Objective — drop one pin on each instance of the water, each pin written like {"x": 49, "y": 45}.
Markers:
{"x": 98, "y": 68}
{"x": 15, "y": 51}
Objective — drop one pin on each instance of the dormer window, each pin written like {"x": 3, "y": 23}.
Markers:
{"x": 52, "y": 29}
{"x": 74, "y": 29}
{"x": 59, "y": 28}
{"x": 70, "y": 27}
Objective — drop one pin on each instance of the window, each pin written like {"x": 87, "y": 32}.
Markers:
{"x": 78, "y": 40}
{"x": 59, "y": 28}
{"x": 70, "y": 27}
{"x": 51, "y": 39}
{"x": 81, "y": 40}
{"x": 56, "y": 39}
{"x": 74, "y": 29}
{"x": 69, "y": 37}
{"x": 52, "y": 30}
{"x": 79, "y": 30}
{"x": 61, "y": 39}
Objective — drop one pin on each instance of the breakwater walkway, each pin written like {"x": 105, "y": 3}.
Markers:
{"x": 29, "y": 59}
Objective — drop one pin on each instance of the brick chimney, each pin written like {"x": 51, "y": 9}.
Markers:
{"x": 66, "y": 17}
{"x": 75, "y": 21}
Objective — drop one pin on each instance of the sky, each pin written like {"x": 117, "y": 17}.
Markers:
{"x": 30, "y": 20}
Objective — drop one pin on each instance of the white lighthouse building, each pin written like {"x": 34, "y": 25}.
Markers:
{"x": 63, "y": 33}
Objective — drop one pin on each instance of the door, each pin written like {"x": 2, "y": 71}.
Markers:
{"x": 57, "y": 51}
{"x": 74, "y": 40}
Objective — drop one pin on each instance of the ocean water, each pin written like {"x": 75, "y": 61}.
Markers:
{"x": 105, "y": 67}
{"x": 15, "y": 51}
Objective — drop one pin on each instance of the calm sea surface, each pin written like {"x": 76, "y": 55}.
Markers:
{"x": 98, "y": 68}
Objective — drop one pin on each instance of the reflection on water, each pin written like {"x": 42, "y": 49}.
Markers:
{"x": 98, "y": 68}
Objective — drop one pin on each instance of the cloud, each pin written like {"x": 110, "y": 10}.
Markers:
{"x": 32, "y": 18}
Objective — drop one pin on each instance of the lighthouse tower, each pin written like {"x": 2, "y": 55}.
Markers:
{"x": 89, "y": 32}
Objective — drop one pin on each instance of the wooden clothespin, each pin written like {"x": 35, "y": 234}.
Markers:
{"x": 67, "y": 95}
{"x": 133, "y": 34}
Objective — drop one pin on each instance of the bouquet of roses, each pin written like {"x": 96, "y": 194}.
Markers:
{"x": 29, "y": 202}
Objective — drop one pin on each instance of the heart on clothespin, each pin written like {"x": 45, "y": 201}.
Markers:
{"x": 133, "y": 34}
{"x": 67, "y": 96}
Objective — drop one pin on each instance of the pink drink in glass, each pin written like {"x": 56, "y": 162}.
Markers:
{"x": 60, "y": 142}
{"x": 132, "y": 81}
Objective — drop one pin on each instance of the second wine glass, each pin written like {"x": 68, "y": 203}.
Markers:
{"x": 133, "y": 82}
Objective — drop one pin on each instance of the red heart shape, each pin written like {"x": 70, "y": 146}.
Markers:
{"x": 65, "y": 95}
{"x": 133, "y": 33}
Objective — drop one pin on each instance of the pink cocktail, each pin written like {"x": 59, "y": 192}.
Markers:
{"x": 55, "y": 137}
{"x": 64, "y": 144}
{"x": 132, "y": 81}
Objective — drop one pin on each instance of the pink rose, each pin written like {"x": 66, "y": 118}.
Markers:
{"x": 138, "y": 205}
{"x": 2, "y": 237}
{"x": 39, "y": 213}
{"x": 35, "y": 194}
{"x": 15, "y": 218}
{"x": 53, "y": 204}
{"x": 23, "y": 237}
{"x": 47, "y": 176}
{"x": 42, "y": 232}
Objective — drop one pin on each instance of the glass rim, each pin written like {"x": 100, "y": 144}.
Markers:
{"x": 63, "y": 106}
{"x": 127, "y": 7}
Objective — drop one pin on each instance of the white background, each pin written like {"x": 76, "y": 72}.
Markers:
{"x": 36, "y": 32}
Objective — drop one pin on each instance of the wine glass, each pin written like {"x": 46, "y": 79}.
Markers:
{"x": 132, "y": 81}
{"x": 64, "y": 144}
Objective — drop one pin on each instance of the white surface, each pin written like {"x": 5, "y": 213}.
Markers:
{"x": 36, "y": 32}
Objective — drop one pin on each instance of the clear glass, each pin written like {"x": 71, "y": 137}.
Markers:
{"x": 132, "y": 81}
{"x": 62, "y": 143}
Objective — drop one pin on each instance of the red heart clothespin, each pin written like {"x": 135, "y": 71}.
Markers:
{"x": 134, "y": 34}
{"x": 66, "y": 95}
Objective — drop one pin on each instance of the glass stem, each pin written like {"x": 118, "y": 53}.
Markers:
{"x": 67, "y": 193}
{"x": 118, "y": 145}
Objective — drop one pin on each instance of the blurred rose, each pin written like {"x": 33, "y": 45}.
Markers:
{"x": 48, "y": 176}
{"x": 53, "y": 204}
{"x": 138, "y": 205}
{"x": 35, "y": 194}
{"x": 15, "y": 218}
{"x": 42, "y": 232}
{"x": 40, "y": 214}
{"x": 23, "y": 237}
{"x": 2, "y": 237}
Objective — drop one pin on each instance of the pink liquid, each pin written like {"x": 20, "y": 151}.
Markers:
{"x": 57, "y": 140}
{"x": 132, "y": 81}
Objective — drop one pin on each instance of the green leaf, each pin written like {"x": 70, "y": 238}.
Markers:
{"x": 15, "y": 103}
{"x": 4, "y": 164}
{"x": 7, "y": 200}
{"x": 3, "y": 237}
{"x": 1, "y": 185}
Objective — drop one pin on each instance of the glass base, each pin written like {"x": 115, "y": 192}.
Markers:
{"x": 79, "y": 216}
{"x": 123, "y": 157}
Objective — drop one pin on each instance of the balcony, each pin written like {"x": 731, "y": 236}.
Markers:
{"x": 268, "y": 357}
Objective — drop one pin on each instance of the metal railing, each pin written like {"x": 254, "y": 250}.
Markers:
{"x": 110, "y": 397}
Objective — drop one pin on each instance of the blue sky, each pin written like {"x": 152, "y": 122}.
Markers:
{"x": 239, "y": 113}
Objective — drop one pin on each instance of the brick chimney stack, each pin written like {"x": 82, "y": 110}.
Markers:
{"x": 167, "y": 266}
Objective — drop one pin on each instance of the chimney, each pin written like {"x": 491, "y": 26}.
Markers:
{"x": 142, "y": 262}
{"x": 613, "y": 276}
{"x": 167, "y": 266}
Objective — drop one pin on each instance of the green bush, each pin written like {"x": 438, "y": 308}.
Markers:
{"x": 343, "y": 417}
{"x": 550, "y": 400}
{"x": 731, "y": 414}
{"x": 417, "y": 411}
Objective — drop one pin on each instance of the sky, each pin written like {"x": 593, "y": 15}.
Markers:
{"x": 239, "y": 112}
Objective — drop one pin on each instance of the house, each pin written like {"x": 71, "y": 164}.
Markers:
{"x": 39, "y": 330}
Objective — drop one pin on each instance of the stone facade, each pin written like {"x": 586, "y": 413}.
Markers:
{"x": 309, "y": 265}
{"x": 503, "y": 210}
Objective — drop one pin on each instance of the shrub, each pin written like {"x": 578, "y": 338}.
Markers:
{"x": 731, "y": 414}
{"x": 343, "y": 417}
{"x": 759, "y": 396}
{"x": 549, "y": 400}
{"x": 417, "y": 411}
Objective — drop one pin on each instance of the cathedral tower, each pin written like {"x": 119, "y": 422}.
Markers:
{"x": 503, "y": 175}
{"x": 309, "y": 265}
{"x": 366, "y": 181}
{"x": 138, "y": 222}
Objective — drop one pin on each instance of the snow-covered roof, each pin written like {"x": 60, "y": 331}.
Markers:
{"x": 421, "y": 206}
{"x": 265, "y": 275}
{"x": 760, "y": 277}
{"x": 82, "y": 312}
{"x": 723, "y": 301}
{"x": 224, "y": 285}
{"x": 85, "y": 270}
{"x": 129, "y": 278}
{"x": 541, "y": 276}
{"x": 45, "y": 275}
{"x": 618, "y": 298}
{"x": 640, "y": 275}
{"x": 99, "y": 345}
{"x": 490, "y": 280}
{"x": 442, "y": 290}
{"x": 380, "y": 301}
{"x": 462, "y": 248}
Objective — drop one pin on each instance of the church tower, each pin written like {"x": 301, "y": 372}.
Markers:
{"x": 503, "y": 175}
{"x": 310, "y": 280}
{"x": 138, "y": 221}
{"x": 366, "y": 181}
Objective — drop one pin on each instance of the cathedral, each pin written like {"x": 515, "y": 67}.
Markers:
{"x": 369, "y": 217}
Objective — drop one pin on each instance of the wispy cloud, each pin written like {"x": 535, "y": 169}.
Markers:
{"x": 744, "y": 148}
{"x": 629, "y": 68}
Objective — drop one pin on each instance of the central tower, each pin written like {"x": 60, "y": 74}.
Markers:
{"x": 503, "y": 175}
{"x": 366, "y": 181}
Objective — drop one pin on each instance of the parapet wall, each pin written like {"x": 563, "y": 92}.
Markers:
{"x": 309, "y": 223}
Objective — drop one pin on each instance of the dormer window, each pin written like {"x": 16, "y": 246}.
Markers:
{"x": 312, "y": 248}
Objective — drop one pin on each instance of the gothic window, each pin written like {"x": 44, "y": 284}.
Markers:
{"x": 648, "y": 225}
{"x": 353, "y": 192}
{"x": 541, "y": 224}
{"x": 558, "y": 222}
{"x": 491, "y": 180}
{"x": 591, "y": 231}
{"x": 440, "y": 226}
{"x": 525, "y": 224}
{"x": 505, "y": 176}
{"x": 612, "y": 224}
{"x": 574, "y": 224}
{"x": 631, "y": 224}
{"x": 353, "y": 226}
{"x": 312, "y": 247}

....................

### GOAL
Extract, exactly, the lines above that begin at the line containing "Objective — drop one pin on each instance of the church" and end at the final line of the records; add no other text.

### EXERCISE RESULT
Objective — drop one pin on each instance of the church tower, each pin written like {"x": 301, "y": 372}.
Markers:
{"x": 503, "y": 175}
{"x": 310, "y": 280}
{"x": 138, "y": 221}
{"x": 366, "y": 181}
Objective — drop one pin on each instance of the cathedral, each pin written like {"x": 515, "y": 67}.
Markers:
{"x": 369, "y": 217}
Objective — drop one pin on each instance of the wispy cloud, each pin written like {"x": 535, "y": 169}.
Markers:
{"x": 744, "y": 148}
{"x": 629, "y": 68}
Objective — drop one pin on each instance of the central tower, each pin written like {"x": 60, "y": 74}.
Markers:
{"x": 503, "y": 175}
{"x": 366, "y": 181}
Objective — drop one pin on each instance of the parapet wall, each pin written like {"x": 563, "y": 92}.
Markers:
{"x": 309, "y": 223}
Objective — drop one pin on each instance of the dormer window, each pin written like {"x": 16, "y": 246}.
Markers:
{"x": 312, "y": 248}
Objective — drop one pin on each instance of the gothic window, each pin written like {"x": 44, "y": 284}.
Markers:
{"x": 648, "y": 225}
{"x": 353, "y": 192}
{"x": 541, "y": 224}
{"x": 558, "y": 222}
{"x": 491, "y": 180}
{"x": 591, "y": 231}
{"x": 440, "y": 226}
{"x": 525, "y": 224}
{"x": 505, "y": 176}
{"x": 612, "y": 224}
{"x": 574, "y": 224}
{"x": 631, "y": 224}
{"x": 353, "y": 226}
{"x": 312, "y": 247}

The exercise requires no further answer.